MATERIAL PROVIDED:
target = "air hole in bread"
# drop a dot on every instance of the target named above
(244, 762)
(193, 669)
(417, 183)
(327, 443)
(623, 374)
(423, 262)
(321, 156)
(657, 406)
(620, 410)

EXERCISE GOAL:
Format the records above as a two-column CSV with the header columns request and answer, one row per record, placing each record's text and its answer in a single quoted field apiece and replacing line breaks with spaces.

CORRECT ANSWER:
request,answer
"target = ""air hole in bread"" # drop a dot on every instance of the target named above","(244, 762) (193, 669) (417, 183) (327, 443) (623, 374) (423, 262) (321, 156) (657, 406) (620, 410)"